When the Boston Globe “Spotlight” investigation on clerical abuse rocked the Catholic Church—including its clergy and its lay believers—in 2002, it seemed unlikely that we would ever see triumphalist headlines about a resurgence of American Catholicism. Such a future seemed even less likely in 2019, when Pope Francis defrocked the disgraced American Cardinal Theodore McCarrick, whom a Vatican investigation found to have preyed on seminarians and minors.
Nevertheless, in recent years astonished media accounts have appeared in both secular and religious outlets that report surging attendance at classes for prospective Catholic converts, and young people sitting cheek-by-jowl at packed Masses on college campuses and urban parishes.
But these stories tend to ignore that the American Catholic Church is contracting as many raised in the faith are leaving it behind. Most of the Catholic-curious Zoomers showing up to Mass today are too young to remember or have even been aware of the scandals of years past.
And what about the Catholics who remember? Some have chosen to stay, albeit with reservations, and others have left. A couple of nuns with a podcast and a YouTube channel are on a mission to reach them.
The Sisters of the Little Way of Beauty, Truth, and Goodness are establishing a new religious order in the diocese of Lexington, Kentucky. These Catholic religious sisters have as their mission “listening and solidarity with people on the fringes of the Church, especially those who have been wounded, scandalized, or abused by members of the Church,” they say on their website. If that sounds like a big undertaking—the Catholic Church may be losing as many as nine out of 10 cradle Catholics—the Sisters of the Little Way would agree. As survivors of adult clerical abuse themselves, they are not naively hoping for a quick fix. They know from experience that institutional reform doesn’t happen overnight. But they have faith—and a growing number of supporters inside and outside the church.
As of right now, the Sisters of the Little Way consist of two members: founders Sister Theresa Aletheia and Sister Danielle Victoria. Both women were vowed sisters in a Catholic religious order, the Daughters of St. Paul, when they experienced what they describe as spiritual abuse from a priest, a popular spiritual director at retreats they attended with their order. In 2024 the sisters came forward with their story in The Pillar, an independent Catholic news outlet, and described boundary-crossing and inappropriate behavior on the part of the priest in one-on-one counseling sessions, and in the case of another, unnamed sister, assault. The sisters’ claims went up the chain all the way to the Vatican. After two years of radio silence, a decision came from Rome—a disappointing outcome from the sisters’ point of view. With little more than personal accounts with no witnesses, the Vatican said the most it could do was suspend the priest from offering spiritual direction for five years. The Oblates of the Virgin Mary, the order for which the priest was the head rector when the alleged abuse occurred, refused to address the affair or even disclose whether he was still performing his priestly duties, even after he was accused of hearing confessions in a diocese where he had been prohibited from ministry. Allegations of abuse against this priest have since emerged from another order of religious sisters.

Collected data

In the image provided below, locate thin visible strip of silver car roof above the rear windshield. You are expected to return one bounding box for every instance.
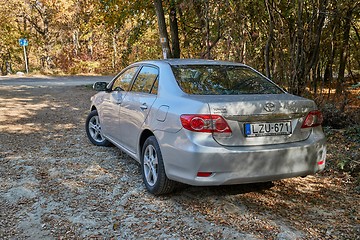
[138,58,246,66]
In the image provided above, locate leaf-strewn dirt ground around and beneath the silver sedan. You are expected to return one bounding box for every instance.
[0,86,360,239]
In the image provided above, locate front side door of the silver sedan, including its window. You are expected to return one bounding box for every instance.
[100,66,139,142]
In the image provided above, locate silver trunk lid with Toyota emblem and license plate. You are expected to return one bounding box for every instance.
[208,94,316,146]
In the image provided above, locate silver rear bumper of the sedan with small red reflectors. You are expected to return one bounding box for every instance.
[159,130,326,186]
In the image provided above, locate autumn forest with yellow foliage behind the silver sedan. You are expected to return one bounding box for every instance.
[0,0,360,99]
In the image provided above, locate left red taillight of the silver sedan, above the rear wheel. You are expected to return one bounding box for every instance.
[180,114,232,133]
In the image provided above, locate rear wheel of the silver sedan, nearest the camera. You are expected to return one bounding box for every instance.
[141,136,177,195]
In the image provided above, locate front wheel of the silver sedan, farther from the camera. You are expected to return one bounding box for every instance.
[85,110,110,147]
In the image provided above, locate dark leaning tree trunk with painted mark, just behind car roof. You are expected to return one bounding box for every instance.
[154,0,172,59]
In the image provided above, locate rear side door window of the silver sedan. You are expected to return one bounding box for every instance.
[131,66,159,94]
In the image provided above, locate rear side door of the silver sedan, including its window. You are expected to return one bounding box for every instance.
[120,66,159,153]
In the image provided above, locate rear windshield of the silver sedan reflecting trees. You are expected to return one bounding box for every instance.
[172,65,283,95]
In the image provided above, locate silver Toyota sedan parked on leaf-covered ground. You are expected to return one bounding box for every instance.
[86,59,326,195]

▶ _Required work_:
Retype the part of the article about the Sisters of the Little Way that begins at the words "But these stories" and ends after "to reach them.". The rows have no connection to the article about the Sisters of the Little Way.

▶ _Answer area_:
But these stories tend to ignore that the American Catholic Church is contracting as many raised in the faith are leaving it behind. Most of the Catholic-curious Zoomers showing up to Mass today are too young to remember or have even been aware of the scandals of years past.
And what about the Catholics who remember? Some have chosen to stay, albeit with reservations, and others have left. A couple of nuns with a podcast and a YouTube channel are on a mission to reach them.